» TEXTO FORNECIDO:
━━━━━━━━

O Estado de S.Paulo
O presidente Lula interrompeu a sucessão de pesados
ataques aos meios de comunicação. Não que tenha mudado a sua peculiar
visão do que seja a liberdade de imprensa - para ele, sinônimo de
"informar corretamente", deixando implícito que se considera juiz, como
governante, não como leitor, do que possa ser informação correta e o seu
oposto. Mas mudou de tom. Numa longa entrevista ao portal Terra,
divulgada na quinta-feira, Lula trocou a agressão pela crítica
civilizada. Refutou as acusações de autoritarismo que se seguiram aos
seus canhonaços e disse duvidar que exista um país com mais liberdade de
comunicação do que o Brasil, "da parte do governo".
Esquece-se convenientemente de que o Planalto patrocinou em 2004 o
projeto do Conselho Federal de Jornalismo que pretendia "orientar,
fiscalizar e disciplinar" a atividade de informar. Diante da vigorosa
reação da sociedade, o governo deixou a proposta morrer. De todo modo, a
imprensa brasileira é hoje tão livre como era no primeiro dia de Lula
presidente. Quando não é, como no caso da censura prévia imposta a este
jornal, o problema se origina no Judiciário. A questão suscitada por
algumas das afirmações de Lula na mencionada entrevista diz respeito ao
futuro, dependendo de quem der as cartas nesse jogo, na hipótese de
eleição da candidata Dilma Rousseff.
Disse o presidente que "duas ou três famílias são donas dos canais de
televisão, e as mesmas são donas das rádios e donas dos jornais". (Nem
por isso ele exprime desconforto com o fato de que o patriarca de uma
dessas famílias é o seu dileto aliado José Sarney.) Disse também, embora
não tivesse empregado o termo, que a propriedade cruzada dos meios de
comunicação terá de ser revista no próximo governo, ou nos próximos
governos, quando o Congresso deverá inexoravelmente estabelecer um novo
marco regulatório do setor de telecomunicações. "Discutir isso",
ressaltou, "é uma necessidade da nação brasileira." De pleno acordo. Não
é de hoje que o Estado critica a concentração da propriedade na mídia e
as facilidades para que um punhado de grupos econômicos controle, numa
mesma praça, emissoras e publicações.
Ocorre que a exortação de Lula não pode ser dissociada das investidas
petistas contra a autonomia da produção jornalística. Em circunstâncias
normais, a preocupação manifestada pelo presidente seria salutar e
merecedora de apoio. Mas ela pode ser tudo menos isso. É como na
Argentina. Há pouco tempo, o governo da presidente Cristina Kirchner fez
o Congresso aprovar uma Lei de Meios, a qual, tomada pelo valor de
face, se destinaria a coibir a formação de conglomerados de comunicação,
abrangendo, além das modalidades tradicionais, serviços de internet, TV
a cabo e telefonia. Mas, ao dotar o governo de amplos poderes para
intervir no setor, esse marco regulatório tem o claro propósito de dar à
Casa Rosada poder para premiar a imprensa complacente e asfixiar aquela
que ainda não desertou de suas funções de fiscalização e crítica.

━━━━━━━━

» MATERIAL COLETADO:
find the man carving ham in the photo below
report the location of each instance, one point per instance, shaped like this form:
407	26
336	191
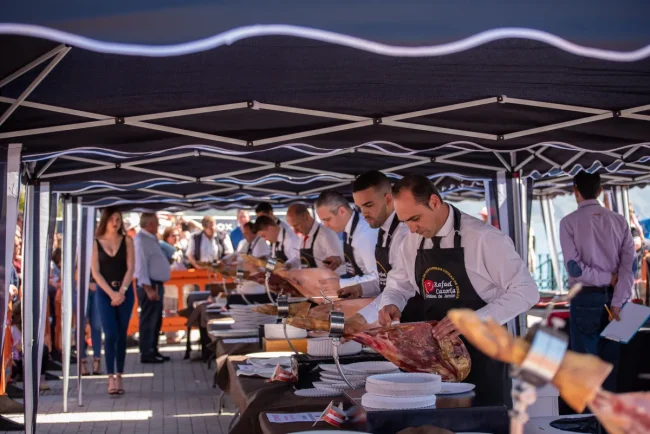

━━━━━━━━

» DESCRIÇÃO DA TAREFA: Copie fielmente o trecho do texto sobre Lula e a imprensa que vai de "Esquece-se convenientemente de" até "candidata Dilma Rousseff.".

» RESPOSTA DO EXERCÍCIO:
Esquece-se convenientemente de que o Planalto patrocinou em 2004 o
projeto do Conselho Federal de Jornalismo que pretendia "orientar,
fiscalizar e disciplinar" a atividade de informar. Diante da vigorosa
reação da sociedade, o governo deixou a proposta morrer. De todo modo, a
imprensa brasileira é hoje tão livre como era no primeiro dia de Lula
presidente. Quando não é, como no caso da censura prévia imposta a este
jornal, o problema se origina no Judiciário. A questão suscitada por
algumas das afirmações de Lula na mencionada entrevista diz respeito ao
futuro, dependendo de quem der as cartas nesse jogo, na hipótese de
eleição da candidata Dilma Rousseff.